> _PROBLEM STATEMENT_: Reproduce exactly the run of lines that begins with the one containing "For every instance of the building" and ends with the last line of the records, omitting pictures.

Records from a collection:
────────

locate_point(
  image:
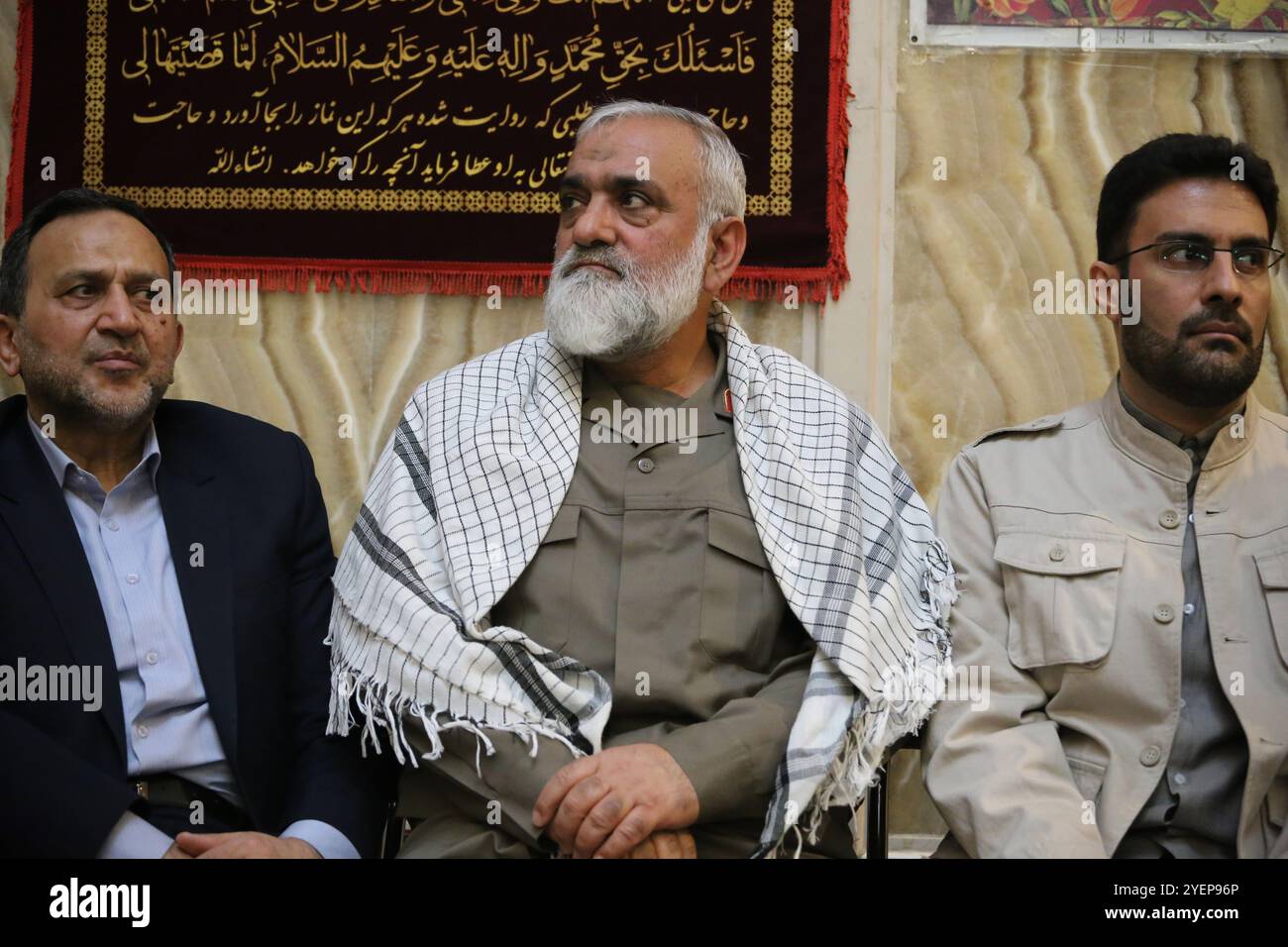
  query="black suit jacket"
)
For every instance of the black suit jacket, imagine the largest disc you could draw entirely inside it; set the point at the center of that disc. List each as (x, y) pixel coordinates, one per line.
(258, 608)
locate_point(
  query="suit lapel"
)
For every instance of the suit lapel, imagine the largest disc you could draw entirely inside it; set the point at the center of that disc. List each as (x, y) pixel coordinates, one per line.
(197, 530)
(37, 514)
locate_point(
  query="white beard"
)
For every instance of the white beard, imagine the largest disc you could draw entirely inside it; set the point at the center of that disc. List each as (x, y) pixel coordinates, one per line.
(610, 318)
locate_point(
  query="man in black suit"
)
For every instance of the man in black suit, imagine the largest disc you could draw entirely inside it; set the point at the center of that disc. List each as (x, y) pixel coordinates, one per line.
(175, 552)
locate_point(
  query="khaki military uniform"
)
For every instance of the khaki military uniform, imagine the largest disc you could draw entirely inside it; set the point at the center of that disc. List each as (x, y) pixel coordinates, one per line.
(1068, 536)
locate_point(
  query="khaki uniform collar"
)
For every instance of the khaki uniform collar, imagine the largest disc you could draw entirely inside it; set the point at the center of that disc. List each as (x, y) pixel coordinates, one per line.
(1162, 455)
(599, 394)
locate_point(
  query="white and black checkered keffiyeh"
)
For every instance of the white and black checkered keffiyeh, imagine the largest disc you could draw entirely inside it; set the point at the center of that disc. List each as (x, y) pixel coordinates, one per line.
(472, 479)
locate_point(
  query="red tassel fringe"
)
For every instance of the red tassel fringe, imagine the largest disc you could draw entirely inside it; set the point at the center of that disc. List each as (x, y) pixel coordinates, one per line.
(478, 278)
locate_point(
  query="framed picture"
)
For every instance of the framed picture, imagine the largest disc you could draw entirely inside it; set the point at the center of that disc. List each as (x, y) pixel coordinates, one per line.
(1206, 26)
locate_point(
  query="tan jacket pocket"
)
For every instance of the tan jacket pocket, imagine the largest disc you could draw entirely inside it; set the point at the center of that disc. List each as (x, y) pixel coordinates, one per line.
(1273, 569)
(1061, 594)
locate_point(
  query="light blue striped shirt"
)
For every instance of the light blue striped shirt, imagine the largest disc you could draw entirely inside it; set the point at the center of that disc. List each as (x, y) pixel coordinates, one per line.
(167, 722)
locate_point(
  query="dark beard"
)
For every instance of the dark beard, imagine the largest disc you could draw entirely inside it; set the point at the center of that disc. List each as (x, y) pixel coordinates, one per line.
(1186, 376)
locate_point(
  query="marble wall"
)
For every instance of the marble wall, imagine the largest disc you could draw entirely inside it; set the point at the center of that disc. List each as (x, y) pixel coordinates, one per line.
(1028, 138)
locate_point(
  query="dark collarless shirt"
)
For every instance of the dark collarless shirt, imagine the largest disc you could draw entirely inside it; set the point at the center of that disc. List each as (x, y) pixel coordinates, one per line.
(1194, 809)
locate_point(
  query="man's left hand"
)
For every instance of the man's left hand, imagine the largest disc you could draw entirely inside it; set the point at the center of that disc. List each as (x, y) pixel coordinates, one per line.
(605, 804)
(244, 845)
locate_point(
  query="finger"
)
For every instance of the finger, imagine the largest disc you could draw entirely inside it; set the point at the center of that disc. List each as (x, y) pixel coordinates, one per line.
(638, 825)
(575, 806)
(645, 849)
(597, 825)
(554, 791)
(668, 844)
(192, 843)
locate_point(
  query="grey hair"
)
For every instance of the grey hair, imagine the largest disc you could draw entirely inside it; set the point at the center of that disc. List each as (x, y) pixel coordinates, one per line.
(724, 192)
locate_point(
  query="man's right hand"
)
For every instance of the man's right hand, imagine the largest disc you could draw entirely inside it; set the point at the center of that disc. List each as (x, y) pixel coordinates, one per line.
(668, 844)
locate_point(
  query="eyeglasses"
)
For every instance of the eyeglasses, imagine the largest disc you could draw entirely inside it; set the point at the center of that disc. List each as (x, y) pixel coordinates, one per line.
(1194, 257)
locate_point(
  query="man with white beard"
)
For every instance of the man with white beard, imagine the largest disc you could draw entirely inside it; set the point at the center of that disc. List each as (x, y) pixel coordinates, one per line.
(603, 646)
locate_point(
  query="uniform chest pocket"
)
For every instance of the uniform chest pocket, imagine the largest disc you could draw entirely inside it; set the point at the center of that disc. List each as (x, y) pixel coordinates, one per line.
(1273, 569)
(742, 605)
(1061, 591)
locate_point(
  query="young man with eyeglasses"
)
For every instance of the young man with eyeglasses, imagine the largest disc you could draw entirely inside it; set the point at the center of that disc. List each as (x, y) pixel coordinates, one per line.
(1124, 565)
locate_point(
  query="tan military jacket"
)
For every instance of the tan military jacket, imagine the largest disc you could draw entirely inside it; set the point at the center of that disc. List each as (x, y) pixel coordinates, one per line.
(1067, 535)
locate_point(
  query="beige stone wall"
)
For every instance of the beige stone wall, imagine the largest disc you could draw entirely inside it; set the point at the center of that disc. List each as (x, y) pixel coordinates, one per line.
(1028, 138)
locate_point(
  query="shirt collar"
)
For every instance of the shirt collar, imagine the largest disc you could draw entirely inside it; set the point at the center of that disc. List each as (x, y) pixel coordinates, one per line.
(597, 392)
(62, 466)
(1144, 437)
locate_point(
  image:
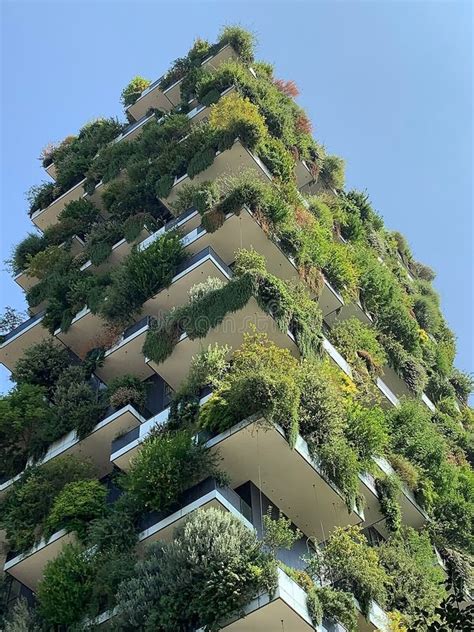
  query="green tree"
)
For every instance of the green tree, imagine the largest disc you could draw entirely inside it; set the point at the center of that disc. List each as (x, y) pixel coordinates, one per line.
(24, 418)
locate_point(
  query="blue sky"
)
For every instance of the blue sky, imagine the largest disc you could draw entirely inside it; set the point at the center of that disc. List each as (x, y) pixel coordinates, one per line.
(388, 86)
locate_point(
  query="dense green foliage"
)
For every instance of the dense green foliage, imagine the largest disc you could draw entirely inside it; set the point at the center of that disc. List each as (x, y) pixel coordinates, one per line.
(167, 464)
(214, 566)
(167, 592)
(290, 307)
(25, 509)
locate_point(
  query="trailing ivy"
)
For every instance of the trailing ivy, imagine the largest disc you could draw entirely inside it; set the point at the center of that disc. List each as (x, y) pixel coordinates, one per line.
(388, 488)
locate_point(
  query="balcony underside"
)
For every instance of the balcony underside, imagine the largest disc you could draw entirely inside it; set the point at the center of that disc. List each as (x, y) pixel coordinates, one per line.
(96, 445)
(289, 478)
(28, 568)
(174, 369)
(177, 293)
(229, 162)
(119, 251)
(170, 97)
(163, 530)
(49, 216)
(286, 610)
(243, 231)
(345, 311)
(86, 331)
(12, 350)
(126, 357)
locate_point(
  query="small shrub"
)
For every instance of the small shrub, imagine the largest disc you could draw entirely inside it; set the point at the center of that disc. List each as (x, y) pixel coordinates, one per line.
(332, 172)
(242, 41)
(25, 250)
(239, 118)
(339, 462)
(236, 570)
(25, 507)
(338, 607)
(198, 291)
(201, 161)
(66, 588)
(388, 489)
(358, 344)
(75, 506)
(42, 364)
(351, 565)
(133, 90)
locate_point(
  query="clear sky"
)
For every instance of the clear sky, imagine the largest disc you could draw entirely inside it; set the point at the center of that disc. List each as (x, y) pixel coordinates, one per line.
(387, 84)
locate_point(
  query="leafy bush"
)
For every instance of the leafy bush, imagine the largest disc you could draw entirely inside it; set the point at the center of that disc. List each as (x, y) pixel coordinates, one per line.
(239, 118)
(463, 384)
(409, 368)
(358, 344)
(127, 389)
(339, 462)
(242, 41)
(349, 564)
(73, 159)
(24, 422)
(41, 196)
(388, 488)
(427, 314)
(263, 380)
(75, 506)
(41, 365)
(332, 172)
(382, 296)
(77, 404)
(415, 578)
(367, 432)
(165, 466)
(67, 586)
(27, 248)
(338, 607)
(227, 570)
(142, 275)
(25, 507)
(341, 271)
(321, 409)
(203, 197)
(133, 90)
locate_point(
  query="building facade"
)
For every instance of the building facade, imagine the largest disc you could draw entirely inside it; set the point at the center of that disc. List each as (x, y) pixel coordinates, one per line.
(234, 404)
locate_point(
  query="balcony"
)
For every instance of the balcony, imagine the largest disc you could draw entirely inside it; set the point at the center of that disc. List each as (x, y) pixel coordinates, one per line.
(389, 399)
(304, 178)
(51, 170)
(174, 368)
(303, 493)
(119, 251)
(19, 339)
(95, 446)
(376, 619)
(412, 514)
(286, 609)
(26, 282)
(243, 231)
(234, 160)
(126, 355)
(348, 310)
(185, 222)
(28, 567)
(48, 216)
(208, 493)
(125, 447)
(86, 331)
(155, 97)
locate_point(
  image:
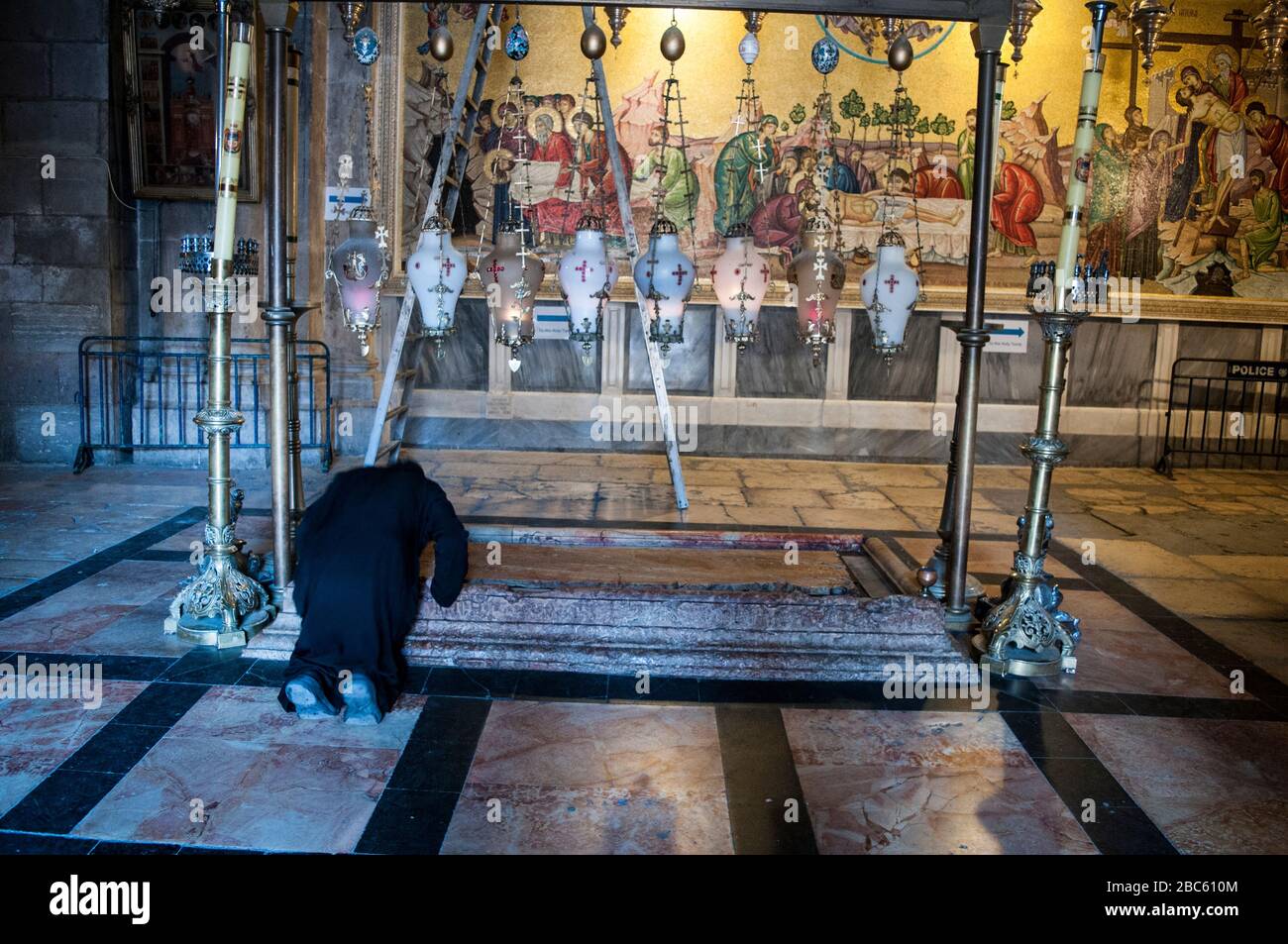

────────

> _OUTPUT FOR THIS EXERCISE_:
For every instance of the building facade, imagine the largest disc you could draw entirely inside it; set the point at the center of that disc. List each as (x, y) pixel coordinates, one per line.
(234, 404)
locate_point(
  query="balcony"
)
For every instance of the balcony, imagine the largest disc you could draw entirely inside it; set the point at the center of that disc. List each as (x, y) pixel coordinates, one per line.
(389, 399)
(304, 178)
(51, 170)
(174, 368)
(303, 493)
(119, 251)
(19, 339)
(95, 446)
(376, 619)
(412, 514)
(286, 609)
(26, 282)
(243, 231)
(234, 160)
(126, 355)
(348, 310)
(185, 222)
(28, 567)
(48, 216)
(208, 493)
(125, 447)
(86, 331)
(155, 97)
locate_point(
  image:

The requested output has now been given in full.